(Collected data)
══════
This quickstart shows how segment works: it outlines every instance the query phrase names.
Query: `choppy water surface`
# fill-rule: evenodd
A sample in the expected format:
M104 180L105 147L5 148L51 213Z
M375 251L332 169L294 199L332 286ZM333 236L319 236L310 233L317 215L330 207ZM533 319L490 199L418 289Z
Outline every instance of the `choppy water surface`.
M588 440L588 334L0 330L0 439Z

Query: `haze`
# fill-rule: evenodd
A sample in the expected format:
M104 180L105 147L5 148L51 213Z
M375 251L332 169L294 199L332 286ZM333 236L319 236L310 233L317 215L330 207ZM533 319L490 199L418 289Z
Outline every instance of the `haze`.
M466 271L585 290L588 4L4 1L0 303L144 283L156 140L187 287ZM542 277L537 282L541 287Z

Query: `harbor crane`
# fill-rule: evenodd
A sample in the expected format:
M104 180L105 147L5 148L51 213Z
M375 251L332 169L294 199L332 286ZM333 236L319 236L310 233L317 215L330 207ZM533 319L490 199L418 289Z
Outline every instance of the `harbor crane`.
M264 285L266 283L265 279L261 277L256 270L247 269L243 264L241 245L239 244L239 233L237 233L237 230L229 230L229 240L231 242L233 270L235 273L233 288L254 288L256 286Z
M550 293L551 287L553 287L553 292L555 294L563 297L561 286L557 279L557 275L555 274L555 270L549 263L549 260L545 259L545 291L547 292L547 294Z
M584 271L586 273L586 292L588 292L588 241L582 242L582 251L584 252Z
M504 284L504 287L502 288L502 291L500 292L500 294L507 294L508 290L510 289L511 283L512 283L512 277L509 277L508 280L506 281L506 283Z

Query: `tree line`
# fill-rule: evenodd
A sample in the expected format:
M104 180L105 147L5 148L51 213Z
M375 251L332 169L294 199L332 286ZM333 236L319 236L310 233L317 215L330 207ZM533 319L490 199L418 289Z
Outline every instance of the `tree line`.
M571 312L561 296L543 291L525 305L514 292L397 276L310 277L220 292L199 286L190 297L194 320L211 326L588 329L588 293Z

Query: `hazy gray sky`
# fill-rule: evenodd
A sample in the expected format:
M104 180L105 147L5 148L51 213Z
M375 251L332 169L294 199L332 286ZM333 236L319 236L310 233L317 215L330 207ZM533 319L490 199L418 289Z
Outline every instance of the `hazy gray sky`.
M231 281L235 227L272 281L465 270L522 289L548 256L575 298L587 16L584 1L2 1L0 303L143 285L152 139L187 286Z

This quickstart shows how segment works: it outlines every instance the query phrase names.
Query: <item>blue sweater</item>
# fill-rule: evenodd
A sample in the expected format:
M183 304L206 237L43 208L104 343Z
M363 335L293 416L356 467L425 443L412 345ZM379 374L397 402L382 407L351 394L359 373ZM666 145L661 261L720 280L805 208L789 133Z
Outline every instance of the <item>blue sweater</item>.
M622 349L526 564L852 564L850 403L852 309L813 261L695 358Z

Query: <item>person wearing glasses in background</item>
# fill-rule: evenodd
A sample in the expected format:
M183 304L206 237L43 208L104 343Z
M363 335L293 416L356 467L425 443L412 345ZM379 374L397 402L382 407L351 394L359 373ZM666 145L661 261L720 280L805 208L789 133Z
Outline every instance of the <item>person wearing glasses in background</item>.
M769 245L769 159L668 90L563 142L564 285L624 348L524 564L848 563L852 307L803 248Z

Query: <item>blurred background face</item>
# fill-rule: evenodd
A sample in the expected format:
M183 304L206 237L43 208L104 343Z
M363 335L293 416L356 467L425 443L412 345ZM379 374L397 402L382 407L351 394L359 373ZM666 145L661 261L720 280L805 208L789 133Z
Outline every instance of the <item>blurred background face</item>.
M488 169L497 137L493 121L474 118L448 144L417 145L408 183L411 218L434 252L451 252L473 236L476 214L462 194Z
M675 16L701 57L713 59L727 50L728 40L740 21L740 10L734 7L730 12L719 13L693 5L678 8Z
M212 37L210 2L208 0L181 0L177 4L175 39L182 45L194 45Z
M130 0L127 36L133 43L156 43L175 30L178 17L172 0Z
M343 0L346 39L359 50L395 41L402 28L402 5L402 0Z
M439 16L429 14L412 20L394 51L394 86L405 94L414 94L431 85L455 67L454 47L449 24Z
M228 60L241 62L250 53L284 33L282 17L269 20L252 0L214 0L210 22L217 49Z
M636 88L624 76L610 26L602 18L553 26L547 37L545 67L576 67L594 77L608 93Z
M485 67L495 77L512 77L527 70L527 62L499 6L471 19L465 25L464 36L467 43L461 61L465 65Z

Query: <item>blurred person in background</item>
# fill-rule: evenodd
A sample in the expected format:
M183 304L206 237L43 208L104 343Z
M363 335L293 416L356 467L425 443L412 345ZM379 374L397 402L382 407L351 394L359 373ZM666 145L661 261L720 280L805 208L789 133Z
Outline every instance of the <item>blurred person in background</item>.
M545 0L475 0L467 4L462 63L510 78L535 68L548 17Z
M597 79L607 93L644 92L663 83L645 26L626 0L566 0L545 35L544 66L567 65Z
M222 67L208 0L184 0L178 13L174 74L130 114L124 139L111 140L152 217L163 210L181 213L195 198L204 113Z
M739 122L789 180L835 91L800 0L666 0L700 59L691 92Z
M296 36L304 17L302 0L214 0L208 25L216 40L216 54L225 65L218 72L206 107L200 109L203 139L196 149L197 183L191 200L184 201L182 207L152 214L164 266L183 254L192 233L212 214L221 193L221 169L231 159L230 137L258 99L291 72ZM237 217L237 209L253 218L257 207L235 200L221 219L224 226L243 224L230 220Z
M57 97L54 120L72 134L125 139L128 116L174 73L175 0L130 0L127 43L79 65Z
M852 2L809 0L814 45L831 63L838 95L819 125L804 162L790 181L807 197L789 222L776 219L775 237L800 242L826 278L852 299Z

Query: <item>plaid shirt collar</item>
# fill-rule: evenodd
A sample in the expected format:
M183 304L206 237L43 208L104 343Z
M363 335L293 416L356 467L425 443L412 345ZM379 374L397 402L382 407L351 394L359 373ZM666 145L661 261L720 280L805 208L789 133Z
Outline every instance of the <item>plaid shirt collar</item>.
══════
_PROBLEM DETAILS_. Determine how many lines above contain the word "shirt", then give the number by itself.

_OUTPUT_. 2